## [Textauszug]
----
Unterdessen streitet die Politik, unter welchen Bedingungen Fußballspiele und Weihnachtsmärkte stattfinden können oder ob sie doch wieder abgesagt werden müssen. Und wie sieht es mit den Pflegekräften aus? Der Gewerkschaftsverbund Verdi hat nach Warnstreiks eine Lohnerhöhung für im öffentlichen Dienst tätiges Pflegepersonal um 2,8 Prozent durchgesetzt, aber erst ab Dezember nächsten Jahres. Eigentlich handelt es sich dabei um eine Lohnkürzung, lag doch die Inflationsrate in diesem November bei 5,2 Prozent. Da helfen auch die für 2022 geplanten Einmalzahlungen von 1 300 Euro und die Erhöhung der Infektionszulage von 90 auf 150 Euro monatlich kaum.

Es scheint so, als wären sich Verdi und die Regierungen der Bundesländer weiterhin einig, dass Pflegende nicht wichtig sind und deshalb auch für wenig Geld arbeiten können. Die Ankündigung des Verdi-Vorsitzenden Frank Werneke, man werde diesen »Erfolg« in zukünftigen Tarifrunden fortsetzen, muss deshalb wohl als Drohung an die Gewerkschaftsmitglieder verstanden werden. So wird sichergestellt, dass der Exodus aus den Pflegeberufen weitergeht und sich noch beschleunigt.

Vielleicht kann man ja in die Automobilindustrie wechseln? Angestellte der Porsche AG erhielten im vergangenen Jahr 9 700 und in diesem Jahr bis zu 7 850 Euro Jahresprämie – zusätzlich zu ihren im Vergleich zur Pflegebranche höheren Grundgehalt. Solche Summen lassen sich natürlich nur erwirtschaften, wenn man die Konsumenten nicht allzu sehr gängelt und ihnen freie Fahrt mit dem neu erworbenen Porsche gewährt. Warum nicht nach Köln, wo am letzten Novemberwochenende mehr als 50 000 Fußballfans ohne Maske lauthals jubeln durften. Der nordrhein-westfälische Ministerpräsident Hendrik Wüst (CDU) bezeichnete die Genehmigung dieses Pandemieboosters als »angemessene Entscheidung«. Da ist er konsequent, schon bei der Eröffnung der Karnevalssaison drei Wochen zuvor hatte es kaum Einschränkungen gegeben. Inzwischen ist die Wocheninzidenz in Köln mit über 450 Infektionen pro 100 000 Einwohner die höchste in ganz Nordrhein-Westfalen.
----
## [Bereitgestellte Daten]

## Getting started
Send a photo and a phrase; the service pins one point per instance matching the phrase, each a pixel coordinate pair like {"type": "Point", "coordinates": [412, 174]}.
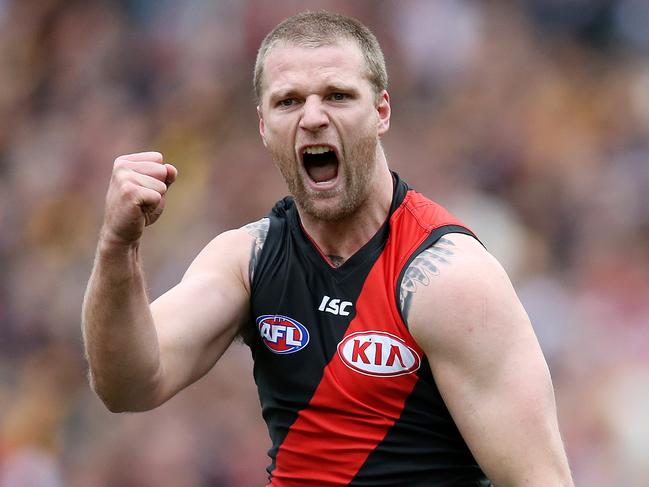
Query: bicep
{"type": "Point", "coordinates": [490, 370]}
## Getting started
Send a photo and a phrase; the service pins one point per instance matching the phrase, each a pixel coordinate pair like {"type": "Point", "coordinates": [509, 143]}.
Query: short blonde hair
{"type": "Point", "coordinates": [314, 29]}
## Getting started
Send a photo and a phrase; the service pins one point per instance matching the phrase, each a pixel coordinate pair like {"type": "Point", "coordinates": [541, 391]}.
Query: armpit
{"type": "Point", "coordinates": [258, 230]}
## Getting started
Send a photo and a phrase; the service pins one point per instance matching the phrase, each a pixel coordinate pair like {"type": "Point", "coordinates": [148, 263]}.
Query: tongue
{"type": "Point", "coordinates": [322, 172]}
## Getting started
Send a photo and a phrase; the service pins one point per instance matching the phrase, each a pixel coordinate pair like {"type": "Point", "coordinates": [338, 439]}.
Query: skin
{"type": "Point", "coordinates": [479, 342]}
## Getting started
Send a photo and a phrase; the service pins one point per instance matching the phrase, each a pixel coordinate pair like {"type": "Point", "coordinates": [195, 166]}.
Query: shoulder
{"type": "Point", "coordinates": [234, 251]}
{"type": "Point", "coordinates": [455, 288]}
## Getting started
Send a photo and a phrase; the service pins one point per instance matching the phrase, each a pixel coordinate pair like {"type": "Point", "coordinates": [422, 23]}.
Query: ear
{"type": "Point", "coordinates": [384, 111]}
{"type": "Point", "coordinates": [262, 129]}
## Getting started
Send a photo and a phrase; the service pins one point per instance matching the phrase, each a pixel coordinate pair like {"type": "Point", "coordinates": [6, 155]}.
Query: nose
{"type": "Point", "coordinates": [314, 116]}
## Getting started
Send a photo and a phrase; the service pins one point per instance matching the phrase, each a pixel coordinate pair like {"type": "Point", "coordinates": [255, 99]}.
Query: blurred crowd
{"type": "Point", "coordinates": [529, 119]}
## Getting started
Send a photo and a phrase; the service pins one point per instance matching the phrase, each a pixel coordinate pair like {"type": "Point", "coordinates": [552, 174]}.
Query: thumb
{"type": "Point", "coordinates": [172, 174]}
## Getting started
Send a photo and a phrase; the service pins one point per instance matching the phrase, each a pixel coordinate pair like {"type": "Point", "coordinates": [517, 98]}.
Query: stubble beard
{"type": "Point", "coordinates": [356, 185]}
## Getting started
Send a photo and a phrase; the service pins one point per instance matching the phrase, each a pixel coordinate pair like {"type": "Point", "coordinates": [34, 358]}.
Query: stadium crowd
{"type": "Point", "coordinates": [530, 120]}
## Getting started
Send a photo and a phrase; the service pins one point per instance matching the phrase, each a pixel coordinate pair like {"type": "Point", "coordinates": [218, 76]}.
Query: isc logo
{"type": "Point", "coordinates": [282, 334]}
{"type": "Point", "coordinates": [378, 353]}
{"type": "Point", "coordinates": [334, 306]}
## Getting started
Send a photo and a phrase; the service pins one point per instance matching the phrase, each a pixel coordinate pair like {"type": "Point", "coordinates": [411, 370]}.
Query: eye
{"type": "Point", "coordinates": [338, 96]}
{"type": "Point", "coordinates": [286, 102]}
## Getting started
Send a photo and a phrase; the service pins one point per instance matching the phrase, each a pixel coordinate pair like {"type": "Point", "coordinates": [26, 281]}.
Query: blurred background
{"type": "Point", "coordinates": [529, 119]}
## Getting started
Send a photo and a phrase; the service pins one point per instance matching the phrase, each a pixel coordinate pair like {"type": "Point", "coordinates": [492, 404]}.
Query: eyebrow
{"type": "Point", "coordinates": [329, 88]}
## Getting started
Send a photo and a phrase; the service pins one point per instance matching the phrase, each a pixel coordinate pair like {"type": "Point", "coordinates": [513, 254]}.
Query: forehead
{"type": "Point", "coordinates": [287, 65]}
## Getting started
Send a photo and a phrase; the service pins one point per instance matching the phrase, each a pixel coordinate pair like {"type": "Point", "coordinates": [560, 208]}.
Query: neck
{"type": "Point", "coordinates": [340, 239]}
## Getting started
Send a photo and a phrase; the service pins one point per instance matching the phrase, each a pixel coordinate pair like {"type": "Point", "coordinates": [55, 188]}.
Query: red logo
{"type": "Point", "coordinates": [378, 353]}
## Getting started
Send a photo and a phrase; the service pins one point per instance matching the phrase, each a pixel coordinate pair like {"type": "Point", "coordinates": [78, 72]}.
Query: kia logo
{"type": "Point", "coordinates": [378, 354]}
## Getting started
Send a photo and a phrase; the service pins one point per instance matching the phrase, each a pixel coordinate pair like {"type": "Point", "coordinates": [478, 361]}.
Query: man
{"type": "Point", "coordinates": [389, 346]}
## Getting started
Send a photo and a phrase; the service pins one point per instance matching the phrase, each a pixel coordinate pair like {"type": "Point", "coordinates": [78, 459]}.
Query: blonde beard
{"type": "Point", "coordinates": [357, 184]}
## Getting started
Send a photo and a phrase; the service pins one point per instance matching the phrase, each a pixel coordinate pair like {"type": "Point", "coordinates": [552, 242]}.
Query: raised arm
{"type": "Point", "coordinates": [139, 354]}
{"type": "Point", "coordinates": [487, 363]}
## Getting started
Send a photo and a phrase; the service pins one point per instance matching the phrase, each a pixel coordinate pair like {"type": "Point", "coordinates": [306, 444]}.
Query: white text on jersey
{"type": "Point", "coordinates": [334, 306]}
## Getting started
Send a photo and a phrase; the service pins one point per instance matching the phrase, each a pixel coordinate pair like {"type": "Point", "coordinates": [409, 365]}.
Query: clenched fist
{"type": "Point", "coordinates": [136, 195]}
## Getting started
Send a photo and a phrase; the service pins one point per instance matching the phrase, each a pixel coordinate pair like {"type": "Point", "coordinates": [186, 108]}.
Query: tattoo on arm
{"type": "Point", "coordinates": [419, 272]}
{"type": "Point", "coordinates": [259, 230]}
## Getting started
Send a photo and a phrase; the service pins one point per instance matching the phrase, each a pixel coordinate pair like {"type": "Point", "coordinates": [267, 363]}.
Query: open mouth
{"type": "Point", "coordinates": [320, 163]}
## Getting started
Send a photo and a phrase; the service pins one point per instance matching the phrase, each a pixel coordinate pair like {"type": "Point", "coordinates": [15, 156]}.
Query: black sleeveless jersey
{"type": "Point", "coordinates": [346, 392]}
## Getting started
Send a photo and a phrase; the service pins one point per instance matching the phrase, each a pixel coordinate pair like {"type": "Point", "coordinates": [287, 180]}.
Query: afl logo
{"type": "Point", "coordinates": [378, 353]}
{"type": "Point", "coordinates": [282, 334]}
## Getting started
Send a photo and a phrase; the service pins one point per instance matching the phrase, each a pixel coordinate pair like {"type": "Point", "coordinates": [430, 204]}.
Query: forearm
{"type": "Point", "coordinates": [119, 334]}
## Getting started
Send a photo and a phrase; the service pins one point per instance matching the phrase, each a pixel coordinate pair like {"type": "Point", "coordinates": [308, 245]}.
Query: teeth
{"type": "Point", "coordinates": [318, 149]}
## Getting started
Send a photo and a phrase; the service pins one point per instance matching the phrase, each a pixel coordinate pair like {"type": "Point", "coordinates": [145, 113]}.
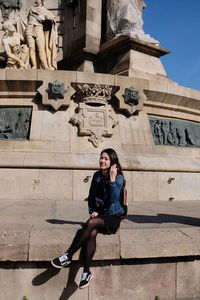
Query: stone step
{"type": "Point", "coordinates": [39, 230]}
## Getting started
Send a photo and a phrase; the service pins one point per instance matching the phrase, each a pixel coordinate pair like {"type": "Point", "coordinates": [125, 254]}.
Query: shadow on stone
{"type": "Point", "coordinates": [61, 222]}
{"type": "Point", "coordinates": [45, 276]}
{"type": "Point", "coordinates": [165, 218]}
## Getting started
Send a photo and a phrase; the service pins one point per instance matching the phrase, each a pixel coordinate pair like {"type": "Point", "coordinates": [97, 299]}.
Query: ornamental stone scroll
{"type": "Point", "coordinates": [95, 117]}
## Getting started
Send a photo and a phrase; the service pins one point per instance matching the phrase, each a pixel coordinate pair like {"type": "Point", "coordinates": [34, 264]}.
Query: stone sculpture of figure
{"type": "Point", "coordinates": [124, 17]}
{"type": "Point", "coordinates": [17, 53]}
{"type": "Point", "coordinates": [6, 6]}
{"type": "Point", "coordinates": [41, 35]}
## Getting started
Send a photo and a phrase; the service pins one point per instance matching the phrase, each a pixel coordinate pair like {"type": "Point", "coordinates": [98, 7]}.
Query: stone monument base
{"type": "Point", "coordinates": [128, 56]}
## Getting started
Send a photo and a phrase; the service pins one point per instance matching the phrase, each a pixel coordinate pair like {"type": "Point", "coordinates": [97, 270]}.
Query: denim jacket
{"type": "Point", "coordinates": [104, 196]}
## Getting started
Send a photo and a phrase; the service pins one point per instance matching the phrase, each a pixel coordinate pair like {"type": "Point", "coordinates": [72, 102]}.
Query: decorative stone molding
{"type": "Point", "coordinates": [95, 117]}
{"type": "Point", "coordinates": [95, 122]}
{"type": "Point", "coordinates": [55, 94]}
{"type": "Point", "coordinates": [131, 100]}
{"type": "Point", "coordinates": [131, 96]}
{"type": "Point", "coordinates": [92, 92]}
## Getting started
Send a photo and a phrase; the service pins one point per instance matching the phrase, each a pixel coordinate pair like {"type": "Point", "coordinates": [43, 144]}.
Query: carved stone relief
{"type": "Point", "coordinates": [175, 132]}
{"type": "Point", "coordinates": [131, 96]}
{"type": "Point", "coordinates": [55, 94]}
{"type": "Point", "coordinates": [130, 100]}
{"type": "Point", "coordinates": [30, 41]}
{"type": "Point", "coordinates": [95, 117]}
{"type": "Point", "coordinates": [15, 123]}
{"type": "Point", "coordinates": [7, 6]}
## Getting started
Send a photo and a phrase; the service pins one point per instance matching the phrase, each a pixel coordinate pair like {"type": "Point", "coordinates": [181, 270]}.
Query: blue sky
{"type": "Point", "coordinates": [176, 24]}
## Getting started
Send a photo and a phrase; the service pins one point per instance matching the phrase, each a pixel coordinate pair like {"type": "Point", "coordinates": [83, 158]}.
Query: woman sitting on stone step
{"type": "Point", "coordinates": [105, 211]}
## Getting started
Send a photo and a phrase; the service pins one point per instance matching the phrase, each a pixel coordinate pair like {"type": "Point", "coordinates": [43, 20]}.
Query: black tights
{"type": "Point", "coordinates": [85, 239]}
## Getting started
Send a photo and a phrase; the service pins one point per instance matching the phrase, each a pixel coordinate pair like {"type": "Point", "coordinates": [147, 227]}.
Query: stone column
----
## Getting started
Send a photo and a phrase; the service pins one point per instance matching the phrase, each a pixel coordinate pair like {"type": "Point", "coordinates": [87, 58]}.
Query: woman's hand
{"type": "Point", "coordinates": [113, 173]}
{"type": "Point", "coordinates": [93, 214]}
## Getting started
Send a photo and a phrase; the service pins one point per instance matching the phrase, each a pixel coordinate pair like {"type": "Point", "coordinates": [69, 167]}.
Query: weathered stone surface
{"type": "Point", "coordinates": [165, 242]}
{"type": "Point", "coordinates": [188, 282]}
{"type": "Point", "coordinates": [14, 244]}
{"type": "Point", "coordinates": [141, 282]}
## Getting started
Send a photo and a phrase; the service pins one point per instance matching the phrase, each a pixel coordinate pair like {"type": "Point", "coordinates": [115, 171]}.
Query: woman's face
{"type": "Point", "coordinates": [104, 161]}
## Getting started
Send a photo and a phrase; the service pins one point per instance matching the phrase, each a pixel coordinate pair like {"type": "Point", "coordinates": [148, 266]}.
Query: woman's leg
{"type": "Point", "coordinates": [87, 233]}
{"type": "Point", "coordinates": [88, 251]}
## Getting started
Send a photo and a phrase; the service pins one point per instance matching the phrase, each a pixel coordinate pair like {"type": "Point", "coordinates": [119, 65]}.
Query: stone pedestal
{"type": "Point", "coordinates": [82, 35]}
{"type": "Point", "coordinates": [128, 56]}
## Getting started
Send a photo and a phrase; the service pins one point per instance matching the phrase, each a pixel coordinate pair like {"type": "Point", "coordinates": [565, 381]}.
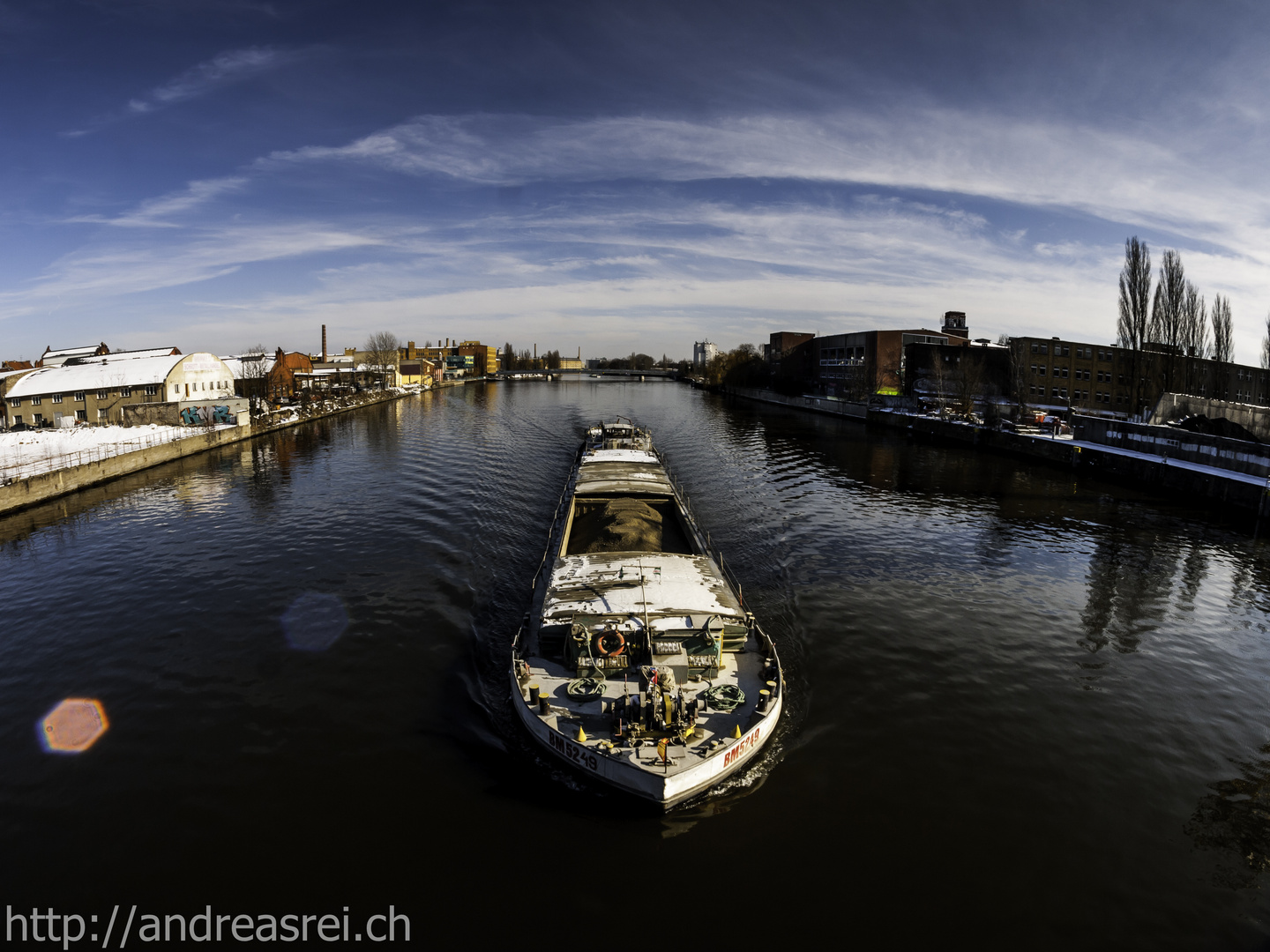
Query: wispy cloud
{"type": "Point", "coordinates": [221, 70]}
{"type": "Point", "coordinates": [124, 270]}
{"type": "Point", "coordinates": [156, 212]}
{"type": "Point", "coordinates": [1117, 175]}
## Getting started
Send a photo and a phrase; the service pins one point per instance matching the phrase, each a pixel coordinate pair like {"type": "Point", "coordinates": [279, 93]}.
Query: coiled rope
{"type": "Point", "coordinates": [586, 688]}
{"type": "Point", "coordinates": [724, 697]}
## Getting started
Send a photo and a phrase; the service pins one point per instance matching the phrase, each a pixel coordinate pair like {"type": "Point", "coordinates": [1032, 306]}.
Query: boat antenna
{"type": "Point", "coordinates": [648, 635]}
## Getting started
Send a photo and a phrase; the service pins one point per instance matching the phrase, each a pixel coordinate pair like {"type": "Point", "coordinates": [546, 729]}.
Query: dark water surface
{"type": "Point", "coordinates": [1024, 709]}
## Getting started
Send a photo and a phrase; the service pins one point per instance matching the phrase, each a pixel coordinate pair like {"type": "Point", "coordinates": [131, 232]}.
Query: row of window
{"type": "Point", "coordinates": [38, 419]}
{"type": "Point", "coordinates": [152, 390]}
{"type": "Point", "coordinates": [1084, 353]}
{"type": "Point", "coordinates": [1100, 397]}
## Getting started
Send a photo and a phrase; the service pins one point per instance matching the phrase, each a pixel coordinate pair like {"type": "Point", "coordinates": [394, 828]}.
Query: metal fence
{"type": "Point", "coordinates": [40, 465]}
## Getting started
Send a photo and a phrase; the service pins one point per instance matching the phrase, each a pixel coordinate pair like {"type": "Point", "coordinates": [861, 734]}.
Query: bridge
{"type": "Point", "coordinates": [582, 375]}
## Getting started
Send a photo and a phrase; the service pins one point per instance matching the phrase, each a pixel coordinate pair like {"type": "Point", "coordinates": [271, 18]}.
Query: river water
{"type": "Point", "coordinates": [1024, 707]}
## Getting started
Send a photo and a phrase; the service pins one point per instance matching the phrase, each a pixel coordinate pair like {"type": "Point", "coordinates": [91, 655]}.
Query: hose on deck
----
## [Was zu tun ist]
a – Prüfe, ob die folgenden Aussagen mit dem Textauszug über die Pflegelöhne übereinstimmen, und beantworte jede mit Ja oder Nein samt den ausschlaggebenden Worten des Textes als wörtlichem Zitat: (i) Verdi hat eine Lohnerhöhung von 2,8 Prozent durchgesetzt, die ab Dezember dieses Jahres gilt. (ii) Die Infektionszulage steigt von 90 auf 150 Euro im Monat. (iii) Am letzten Novemberwochenende durften in Köln mehr als 50 000 Fußballfans ohne Maske jubeln.
b – Setze den Textauszug über die Pflegelöhne im Anschluss an seinen letzten Satz fort.

## [Antworten je Aufgabe]
a –
(i) Nein: „aber erst ab Dezember nächsten Jahres“
(ii) Ja: „die Erhöhung der Infektionszulage von 90 auf 150 Euro monatlich“
(iii) Ja: „wo am letzten Novemberwochenende mehr als 50 000 Fußballfans ohne Maske lauthals jubeln durften“

b –
Aber noch sind die Werte in Wüsts Bundesland nicht so schlecht wie zum Beispiel in Bayern. Dort gibt Ministerpräsident Markus Söder (CSU) wieder einmal den Hardliner. Kein Wunder, drohen doch in vielen Bezirken hohe Inzidenzen von um die 1 000, die Wirtschaft ernsthaft zu schädigen. Die Schließung von Kneipen und Gastwirtschaften kommentierte Söder mit den Worten: »Dann geht hier in Bayern eh nicht mehr viel.« Von den ebenfalls geschlossenen Theatern und Kinos kein Wort. Währenddessen laufen die Bänder an den bayerischen Standorten von BMW und Audi weiter. Da steckt man sich ja nicht an.

Derweil wird der Druck auf Ungeimpfte deutlich erhöht. Eine Impflicht kommt wahrscheinlich im Frühjahr. Was interessieren dabei die Versprechungen von vor einigen Monaten, genau dazu werde es nicht kommen? Das war vor der Wahl. Da wollte man noch den Teil der Wählerschaft erreichen, der sich längst in Parallelgesellschaften verabschiedet hat: vor allem in Süddeutschland in die anthroposophisch dominierte Esoterikszene und in Ostdeutschland eher in den offenen Rechtsextremismus.

Und die neue Omikron-Variante? Sie ist vermutlich noch ansteckender als die Delta-Variante. Die verfügbaren Impfstoffe werden womöglich schlechter vor ihr schützen. Auch den Immunschutz von Genesenen kann die Omikron-Variante offenbar umgehen, warnt die Weltgesundheitsorganisation. In Südafrika explodieren die Infektionszahlen. Kein Wunder, dort gab es auch kaum Impfstoffe, was unter anderem daran liegt, dass die Bundesregierung die nationale Pharmaindustrie in ihrem Kampf gegen Patentfreigaben für Impfstoffe unterstützt.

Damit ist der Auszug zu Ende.